Sabtu, 05 Mei 2012

West Papua: Dog and Cuscus Cannot Share a Bed in PNG


West Papua: dog & cuscus cannot share a bed

BY LEONARD FONG ROKA*
THE WEST PAPUAN CONFLICT needs global attention. The conflict is the end product of colonisation by Dutch in West Papua.  Moreover, looking at the conflict, it is very difficult to come up with solutions because of the stranglehold of the Indonesian on West Papua.
The difficulty in solving this issue is that it needs full support from all countries, but given Indonesia’s bilateral relationships, bordering countries such as Australia and Papua New Guinea find it very difficult to intervene. Tensions will escalate if either Australia or Papua New Guinea try to intervene
There is much political chaos in West Papua, crimes against humanity and many people killed, tortured and raped by Indonesian forces in silent genocide. Also, transmigration from Bali, Sulawesi and Java leads to more people coming to West Papua and leads to natives being prisoners in their own land - one of the factors contributing to the conflict.

=== TO DO ===
Which islands does the West Papua article name as sources of transmigration into West Papua?

=== EXTRACTED MATERIAL ===
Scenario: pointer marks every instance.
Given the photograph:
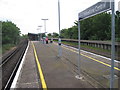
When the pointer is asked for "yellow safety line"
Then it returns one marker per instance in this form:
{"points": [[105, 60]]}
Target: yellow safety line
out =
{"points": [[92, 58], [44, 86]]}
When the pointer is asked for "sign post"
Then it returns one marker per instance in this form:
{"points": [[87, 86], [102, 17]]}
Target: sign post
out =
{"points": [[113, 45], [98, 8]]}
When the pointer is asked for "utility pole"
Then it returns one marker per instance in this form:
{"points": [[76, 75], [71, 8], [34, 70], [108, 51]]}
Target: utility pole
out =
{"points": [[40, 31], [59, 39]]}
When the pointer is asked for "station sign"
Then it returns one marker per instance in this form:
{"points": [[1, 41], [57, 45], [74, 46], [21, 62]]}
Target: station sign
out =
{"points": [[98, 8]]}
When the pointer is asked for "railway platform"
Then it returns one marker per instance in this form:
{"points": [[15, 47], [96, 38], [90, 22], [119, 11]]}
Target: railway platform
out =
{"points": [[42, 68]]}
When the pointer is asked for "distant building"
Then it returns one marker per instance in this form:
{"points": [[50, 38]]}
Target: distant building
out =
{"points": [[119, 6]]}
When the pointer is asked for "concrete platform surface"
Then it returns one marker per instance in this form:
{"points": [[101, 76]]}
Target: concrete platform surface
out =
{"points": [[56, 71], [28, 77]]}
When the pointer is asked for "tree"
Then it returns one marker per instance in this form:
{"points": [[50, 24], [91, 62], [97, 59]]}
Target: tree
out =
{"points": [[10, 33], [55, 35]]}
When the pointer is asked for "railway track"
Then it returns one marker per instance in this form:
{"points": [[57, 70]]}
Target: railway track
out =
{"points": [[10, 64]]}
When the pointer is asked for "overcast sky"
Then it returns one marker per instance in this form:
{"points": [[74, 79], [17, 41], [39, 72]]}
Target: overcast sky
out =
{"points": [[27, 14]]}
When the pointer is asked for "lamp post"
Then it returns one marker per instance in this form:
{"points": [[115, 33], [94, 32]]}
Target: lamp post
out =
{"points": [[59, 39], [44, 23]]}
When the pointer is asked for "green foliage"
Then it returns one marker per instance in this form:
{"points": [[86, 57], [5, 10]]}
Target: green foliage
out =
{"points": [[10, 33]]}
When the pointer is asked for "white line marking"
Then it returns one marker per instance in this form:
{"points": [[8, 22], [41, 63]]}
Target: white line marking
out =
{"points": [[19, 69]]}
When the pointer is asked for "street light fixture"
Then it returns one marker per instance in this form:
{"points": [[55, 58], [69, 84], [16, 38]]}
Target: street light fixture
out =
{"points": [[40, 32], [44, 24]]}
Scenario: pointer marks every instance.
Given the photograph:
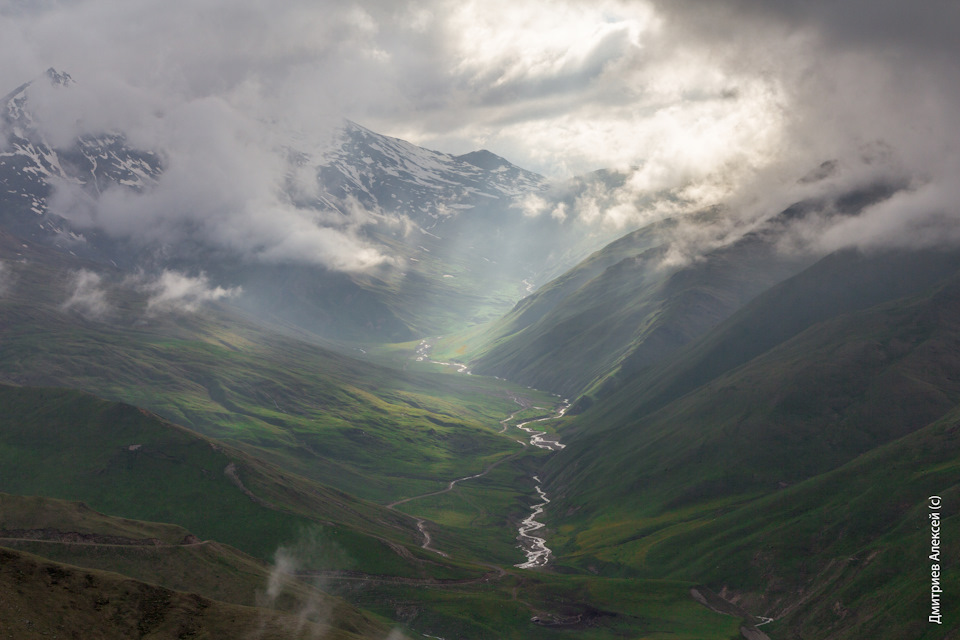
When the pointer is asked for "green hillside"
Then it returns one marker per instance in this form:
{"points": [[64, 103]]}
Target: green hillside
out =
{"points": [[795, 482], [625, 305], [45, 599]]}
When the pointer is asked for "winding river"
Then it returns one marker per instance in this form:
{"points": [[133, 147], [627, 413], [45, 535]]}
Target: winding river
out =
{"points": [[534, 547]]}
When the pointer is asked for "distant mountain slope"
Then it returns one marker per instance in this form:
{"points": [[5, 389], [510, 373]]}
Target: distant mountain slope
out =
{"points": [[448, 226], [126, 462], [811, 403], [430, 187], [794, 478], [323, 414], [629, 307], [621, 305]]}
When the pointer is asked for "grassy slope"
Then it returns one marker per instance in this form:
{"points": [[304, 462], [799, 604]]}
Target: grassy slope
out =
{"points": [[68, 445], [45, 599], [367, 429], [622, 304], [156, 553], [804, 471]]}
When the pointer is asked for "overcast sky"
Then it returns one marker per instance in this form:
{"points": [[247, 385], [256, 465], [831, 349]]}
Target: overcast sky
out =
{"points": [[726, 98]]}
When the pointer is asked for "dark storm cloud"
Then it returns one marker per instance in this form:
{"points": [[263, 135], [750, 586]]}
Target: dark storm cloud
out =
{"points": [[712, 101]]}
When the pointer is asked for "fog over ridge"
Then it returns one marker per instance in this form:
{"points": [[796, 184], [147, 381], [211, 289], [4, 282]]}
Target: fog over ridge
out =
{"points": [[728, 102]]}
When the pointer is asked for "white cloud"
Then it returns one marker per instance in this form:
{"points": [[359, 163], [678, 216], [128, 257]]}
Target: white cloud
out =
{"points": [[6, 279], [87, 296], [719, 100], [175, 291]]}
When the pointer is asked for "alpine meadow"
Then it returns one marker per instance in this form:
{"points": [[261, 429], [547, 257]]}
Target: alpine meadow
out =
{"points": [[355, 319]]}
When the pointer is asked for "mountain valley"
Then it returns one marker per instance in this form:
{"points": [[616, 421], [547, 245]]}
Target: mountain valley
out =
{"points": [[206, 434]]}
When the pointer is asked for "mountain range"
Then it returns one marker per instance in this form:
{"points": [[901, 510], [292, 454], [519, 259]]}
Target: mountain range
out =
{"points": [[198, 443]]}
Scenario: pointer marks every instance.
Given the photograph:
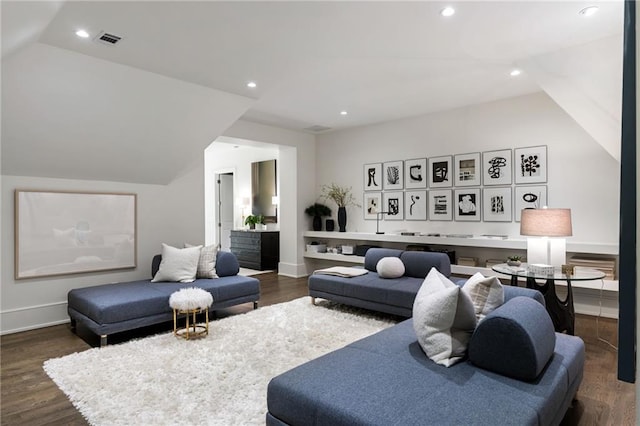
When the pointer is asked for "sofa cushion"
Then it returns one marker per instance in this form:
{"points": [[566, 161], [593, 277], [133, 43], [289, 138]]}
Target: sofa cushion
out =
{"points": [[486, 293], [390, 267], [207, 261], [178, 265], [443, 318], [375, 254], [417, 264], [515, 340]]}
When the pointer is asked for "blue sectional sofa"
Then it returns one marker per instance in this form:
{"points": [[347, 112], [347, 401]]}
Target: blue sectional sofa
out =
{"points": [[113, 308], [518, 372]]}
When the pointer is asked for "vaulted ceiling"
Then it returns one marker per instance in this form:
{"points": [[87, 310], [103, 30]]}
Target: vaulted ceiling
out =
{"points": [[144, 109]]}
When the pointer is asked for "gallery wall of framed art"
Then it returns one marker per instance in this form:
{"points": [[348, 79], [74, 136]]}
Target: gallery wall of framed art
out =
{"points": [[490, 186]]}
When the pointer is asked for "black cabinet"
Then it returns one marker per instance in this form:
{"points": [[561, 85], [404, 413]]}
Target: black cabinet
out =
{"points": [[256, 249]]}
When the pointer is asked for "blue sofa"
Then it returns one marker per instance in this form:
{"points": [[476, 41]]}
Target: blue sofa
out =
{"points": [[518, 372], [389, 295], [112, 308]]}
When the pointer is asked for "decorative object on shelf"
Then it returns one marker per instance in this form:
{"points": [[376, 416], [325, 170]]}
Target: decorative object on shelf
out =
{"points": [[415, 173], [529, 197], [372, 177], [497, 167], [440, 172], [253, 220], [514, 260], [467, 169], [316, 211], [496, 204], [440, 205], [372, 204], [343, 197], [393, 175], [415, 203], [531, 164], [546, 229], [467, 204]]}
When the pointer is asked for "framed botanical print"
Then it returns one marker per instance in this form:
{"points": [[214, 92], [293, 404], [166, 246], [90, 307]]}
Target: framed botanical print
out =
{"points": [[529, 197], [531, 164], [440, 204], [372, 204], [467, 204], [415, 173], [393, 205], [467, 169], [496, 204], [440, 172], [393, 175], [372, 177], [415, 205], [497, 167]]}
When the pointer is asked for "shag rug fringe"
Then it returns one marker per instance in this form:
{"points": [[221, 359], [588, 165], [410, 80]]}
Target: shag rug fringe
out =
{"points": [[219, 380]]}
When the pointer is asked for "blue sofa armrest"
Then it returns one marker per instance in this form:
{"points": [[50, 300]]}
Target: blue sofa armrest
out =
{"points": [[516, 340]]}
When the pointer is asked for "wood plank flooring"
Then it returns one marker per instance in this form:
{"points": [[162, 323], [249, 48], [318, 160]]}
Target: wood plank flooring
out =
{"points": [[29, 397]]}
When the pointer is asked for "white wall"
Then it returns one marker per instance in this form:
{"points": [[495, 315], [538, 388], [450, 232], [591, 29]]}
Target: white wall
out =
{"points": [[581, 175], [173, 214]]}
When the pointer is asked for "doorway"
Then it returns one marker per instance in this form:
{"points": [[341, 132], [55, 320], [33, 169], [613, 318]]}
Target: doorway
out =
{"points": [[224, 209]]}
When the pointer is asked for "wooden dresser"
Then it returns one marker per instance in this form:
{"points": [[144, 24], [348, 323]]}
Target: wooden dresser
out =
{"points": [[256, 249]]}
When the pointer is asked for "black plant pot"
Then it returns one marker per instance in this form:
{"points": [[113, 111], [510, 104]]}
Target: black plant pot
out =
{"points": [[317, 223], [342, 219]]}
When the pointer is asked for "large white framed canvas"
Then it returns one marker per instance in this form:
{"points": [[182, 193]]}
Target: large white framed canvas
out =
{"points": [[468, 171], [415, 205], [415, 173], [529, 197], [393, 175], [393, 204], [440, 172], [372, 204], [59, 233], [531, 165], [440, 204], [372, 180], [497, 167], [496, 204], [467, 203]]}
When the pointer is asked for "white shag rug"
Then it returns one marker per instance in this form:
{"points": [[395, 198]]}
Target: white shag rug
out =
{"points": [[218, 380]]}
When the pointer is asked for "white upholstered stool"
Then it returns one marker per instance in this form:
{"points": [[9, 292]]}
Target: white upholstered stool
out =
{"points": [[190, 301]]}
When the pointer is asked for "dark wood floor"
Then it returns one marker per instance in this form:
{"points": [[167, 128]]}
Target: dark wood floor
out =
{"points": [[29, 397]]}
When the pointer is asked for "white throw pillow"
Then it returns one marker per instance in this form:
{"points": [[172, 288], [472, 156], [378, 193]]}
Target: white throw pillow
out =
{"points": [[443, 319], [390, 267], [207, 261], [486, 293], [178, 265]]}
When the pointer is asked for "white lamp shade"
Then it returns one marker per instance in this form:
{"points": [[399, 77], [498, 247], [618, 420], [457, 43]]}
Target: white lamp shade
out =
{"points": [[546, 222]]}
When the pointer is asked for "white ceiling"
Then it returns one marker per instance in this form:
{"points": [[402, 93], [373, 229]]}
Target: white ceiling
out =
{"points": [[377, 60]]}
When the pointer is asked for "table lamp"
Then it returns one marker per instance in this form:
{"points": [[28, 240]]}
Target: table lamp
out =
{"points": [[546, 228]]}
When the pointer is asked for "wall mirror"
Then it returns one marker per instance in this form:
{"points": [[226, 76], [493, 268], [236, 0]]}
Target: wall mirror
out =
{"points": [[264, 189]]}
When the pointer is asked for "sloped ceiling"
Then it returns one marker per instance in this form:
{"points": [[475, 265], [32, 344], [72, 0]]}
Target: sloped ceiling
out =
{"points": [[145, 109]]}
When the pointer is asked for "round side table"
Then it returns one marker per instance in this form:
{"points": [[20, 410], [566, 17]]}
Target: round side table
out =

=== ANSWER TO THIS TASK ===
Bali, Sulawesi and Java.